Dataset excerpts Block Start

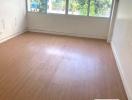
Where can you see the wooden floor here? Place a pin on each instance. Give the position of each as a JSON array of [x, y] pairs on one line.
[[35, 66]]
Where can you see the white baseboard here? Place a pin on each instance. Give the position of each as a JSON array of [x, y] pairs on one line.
[[66, 34], [11, 36], [123, 77]]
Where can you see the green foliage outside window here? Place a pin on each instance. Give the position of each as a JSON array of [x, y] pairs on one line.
[[100, 8]]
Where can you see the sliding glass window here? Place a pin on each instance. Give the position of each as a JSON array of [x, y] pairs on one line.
[[96, 8]]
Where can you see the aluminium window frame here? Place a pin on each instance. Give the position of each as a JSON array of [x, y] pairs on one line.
[[66, 11]]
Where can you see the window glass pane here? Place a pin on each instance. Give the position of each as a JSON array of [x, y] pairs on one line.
[[56, 6], [78, 7], [37, 5], [100, 8]]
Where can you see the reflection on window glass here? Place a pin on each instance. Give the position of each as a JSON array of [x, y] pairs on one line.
[[78, 7], [100, 8], [97, 8], [37, 5], [56, 6]]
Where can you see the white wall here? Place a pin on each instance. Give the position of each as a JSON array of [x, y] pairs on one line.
[[12, 18], [122, 43], [68, 25]]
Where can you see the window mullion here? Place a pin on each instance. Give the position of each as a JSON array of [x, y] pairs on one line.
[[88, 7], [67, 3]]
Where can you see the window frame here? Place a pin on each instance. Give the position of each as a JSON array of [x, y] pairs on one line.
[[66, 11]]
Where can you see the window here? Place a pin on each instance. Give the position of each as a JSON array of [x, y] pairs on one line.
[[78, 7], [56, 6], [100, 8], [97, 8]]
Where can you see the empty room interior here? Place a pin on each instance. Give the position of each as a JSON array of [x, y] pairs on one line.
[[66, 50]]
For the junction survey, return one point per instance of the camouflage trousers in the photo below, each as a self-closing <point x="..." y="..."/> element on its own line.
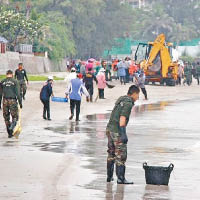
<point x="10" y="107"/>
<point x="117" y="150"/>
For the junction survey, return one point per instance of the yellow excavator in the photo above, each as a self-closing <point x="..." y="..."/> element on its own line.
<point x="155" y="59"/>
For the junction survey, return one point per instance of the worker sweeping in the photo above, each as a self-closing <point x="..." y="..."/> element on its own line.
<point x="117" y="137"/>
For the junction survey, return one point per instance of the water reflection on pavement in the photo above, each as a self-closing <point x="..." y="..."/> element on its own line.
<point x="159" y="134"/>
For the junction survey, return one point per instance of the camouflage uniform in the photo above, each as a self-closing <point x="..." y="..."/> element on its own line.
<point x="20" y="75"/>
<point x="0" y="95"/>
<point x="117" y="150"/>
<point x="10" y="92"/>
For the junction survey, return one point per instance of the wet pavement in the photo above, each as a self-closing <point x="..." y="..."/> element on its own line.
<point x="159" y="134"/>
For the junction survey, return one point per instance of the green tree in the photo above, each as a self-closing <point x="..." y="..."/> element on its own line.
<point x="16" y="28"/>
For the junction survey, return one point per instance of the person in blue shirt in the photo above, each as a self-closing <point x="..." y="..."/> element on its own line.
<point x="45" y="94"/>
<point x="75" y="90"/>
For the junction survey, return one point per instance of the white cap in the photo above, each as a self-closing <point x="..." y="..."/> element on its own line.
<point x="50" y="77"/>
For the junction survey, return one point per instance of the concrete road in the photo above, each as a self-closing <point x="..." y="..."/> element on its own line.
<point x="62" y="159"/>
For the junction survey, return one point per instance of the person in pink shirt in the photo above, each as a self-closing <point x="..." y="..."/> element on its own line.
<point x="90" y="66"/>
<point x="101" y="78"/>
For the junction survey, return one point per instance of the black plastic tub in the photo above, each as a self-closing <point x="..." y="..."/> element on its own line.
<point x="157" y="175"/>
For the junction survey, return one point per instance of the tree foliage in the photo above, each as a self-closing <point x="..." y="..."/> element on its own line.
<point x="85" y="28"/>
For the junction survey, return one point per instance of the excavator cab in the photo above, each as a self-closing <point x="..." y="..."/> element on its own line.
<point x="155" y="60"/>
<point x="142" y="52"/>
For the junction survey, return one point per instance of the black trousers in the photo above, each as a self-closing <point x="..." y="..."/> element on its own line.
<point x="73" y="104"/>
<point x="101" y="93"/>
<point x="127" y="76"/>
<point x="46" y="109"/>
<point x="144" y="92"/>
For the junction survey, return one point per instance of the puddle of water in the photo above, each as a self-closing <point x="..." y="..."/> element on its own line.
<point x="158" y="133"/>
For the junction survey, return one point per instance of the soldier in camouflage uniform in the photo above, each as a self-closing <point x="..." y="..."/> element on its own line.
<point x="20" y="75"/>
<point x="116" y="133"/>
<point x="10" y="93"/>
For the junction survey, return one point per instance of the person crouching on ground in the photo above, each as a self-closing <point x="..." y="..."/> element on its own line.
<point x="101" y="78"/>
<point x="88" y="80"/>
<point x="45" y="94"/>
<point x="75" y="90"/>
<point x="117" y="137"/>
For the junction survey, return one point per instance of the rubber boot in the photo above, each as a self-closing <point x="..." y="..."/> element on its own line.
<point x="48" y="115"/>
<point x="120" y="171"/>
<point x="110" y="170"/>
<point x="44" y="114"/>
<point x="9" y="132"/>
<point x="12" y="126"/>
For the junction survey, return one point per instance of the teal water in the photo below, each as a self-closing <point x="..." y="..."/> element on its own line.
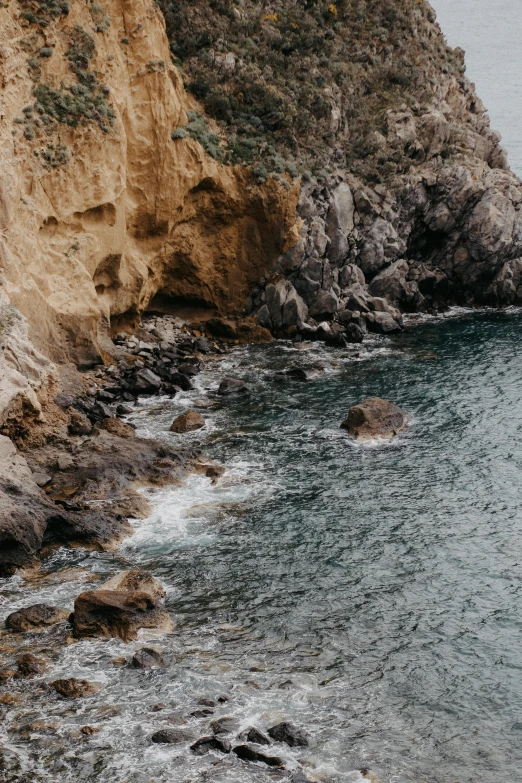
<point x="380" y="585"/>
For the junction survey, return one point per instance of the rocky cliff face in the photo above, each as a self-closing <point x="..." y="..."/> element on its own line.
<point x="100" y="209"/>
<point x="407" y="201"/>
<point x="118" y="193"/>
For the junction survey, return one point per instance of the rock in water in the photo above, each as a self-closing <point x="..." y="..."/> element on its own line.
<point x="121" y="606"/>
<point x="375" y="418"/>
<point x="230" y="386"/>
<point x="187" y="422"/>
<point x="35" y="618"/>
<point x="287" y="732"/>
<point x="171" y="736"/>
<point x="206" y="744"/>
<point x="247" y="753"/>
<point x="74" y="689"/>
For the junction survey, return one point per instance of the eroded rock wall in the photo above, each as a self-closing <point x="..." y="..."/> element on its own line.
<point x="97" y="219"/>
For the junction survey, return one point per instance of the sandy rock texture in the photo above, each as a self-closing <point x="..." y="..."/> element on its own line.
<point x="106" y="219"/>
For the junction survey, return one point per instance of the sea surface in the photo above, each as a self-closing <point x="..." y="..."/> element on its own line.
<point x="490" y="31"/>
<point x="371" y="594"/>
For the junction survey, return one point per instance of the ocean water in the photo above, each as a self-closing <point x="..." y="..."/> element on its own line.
<point x="370" y="594"/>
<point x="490" y="31"/>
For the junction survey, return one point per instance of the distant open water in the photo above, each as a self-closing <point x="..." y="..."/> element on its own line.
<point x="490" y="31"/>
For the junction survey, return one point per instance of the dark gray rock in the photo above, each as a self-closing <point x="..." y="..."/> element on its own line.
<point x="206" y="744"/>
<point x="36" y="617"/>
<point x="248" y="753"/>
<point x="254" y="735"/>
<point x="229" y="386"/>
<point x="288" y="733"/>
<point x="171" y="736"/>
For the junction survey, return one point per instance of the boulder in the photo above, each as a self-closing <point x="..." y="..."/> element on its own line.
<point x="375" y="418"/>
<point x="121" y="606"/>
<point x="37" y="617"/>
<point x="24" y="510"/>
<point x="206" y="744"/>
<point x="73" y="688"/>
<point x="340" y="222"/>
<point x="147" y="658"/>
<point x="325" y="305"/>
<point x="171" y="736"/>
<point x="224" y="725"/>
<point x="188" y="421"/>
<point x="118" y="427"/>
<point x="29" y="665"/>
<point x="229" y="386"/>
<point x="288" y="733"/>
<point x="248" y="753"/>
<point x="251" y="734"/>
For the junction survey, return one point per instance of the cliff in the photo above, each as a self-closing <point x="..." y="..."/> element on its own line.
<point x="100" y="209"/>
<point x="300" y="161"/>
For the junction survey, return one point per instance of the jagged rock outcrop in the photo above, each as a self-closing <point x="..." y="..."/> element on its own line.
<point x="101" y="210"/>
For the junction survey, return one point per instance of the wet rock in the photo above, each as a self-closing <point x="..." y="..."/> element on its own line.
<point x="248" y="753"/>
<point x="29" y="665"/>
<point x="354" y="333"/>
<point x="73" y="688"/>
<point x="224" y="725"/>
<point x="375" y="418"/>
<point x="41" y="479"/>
<point x="206" y="744"/>
<point x="178" y="379"/>
<point x="6" y="674"/>
<point x="382" y="323"/>
<point x="299" y="777"/>
<point x="36" y="617"/>
<point x="171" y="736"/>
<point x="121" y="606"/>
<point x="79" y="424"/>
<point x="118" y="427"/>
<point x="288" y="733"/>
<point x="24" y="510"/>
<point x="188" y="421"/>
<point x="229" y="386"/>
<point x="207" y="703"/>
<point x="147" y="658"/>
<point x="251" y="734"/>
<point x="204" y="713"/>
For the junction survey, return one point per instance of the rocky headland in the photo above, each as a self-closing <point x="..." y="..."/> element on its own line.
<point x="180" y="178"/>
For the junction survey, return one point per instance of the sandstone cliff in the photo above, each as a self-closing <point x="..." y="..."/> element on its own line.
<point x="118" y="194"/>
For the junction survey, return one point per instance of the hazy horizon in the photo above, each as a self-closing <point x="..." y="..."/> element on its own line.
<point x="490" y="33"/>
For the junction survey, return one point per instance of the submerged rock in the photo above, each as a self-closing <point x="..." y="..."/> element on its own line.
<point x="36" y="617"/>
<point x="288" y="733"/>
<point x="29" y="665"/>
<point x="224" y="725"/>
<point x="147" y="658"/>
<point x="375" y="418"/>
<point x="188" y="421"/>
<point x="206" y="744"/>
<point x="121" y="606"/>
<point x="247" y="753"/>
<point x="230" y="386"/>
<point x="251" y="734"/>
<point x="73" y="688"/>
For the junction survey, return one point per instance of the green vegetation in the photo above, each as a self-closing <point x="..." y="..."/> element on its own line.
<point x="43" y="12"/>
<point x="77" y="104"/>
<point x="307" y="86"/>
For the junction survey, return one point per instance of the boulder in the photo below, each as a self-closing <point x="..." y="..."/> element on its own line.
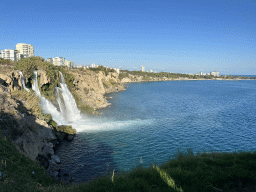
<point x="56" y="159"/>
<point x="48" y="150"/>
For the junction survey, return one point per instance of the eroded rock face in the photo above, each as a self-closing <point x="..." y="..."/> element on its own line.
<point x="91" y="87"/>
<point x="11" y="80"/>
<point x="43" y="77"/>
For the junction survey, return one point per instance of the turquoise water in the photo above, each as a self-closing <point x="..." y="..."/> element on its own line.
<point x="151" y="122"/>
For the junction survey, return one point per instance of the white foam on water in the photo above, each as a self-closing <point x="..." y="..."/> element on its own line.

Dataset excerpts Block End

Your instructions
Every line from the one containing "boulder in the photo below, each" through the end of the entries above is to be copied exactly; pictures are to be left out.

Reply
For the junction survey, return one point per instance of the boulder in the photo below, each as a self-closing <point x="..." y="..."/> element on its own line.
<point x="56" y="159"/>
<point x="48" y="150"/>
For the junction survey, return one point per instance of the eroded rock face in the photo above, each as a self-closing <point x="..." y="..."/> element on its own line.
<point x="91" y="87"/>
<point x="11" y="80"/>
<point x="43" y="77"/>
For the junction survey, return one point per instance of the turquoise water in the photo above, each as a self-closing <point x="..." y="..."/> element on its own line.
<point x="151" y="122"/>
For the junction survey, return one point per instance of the white foam on water in the photo above, each as a self-closing <point x="..." y="..."/> element on its own line.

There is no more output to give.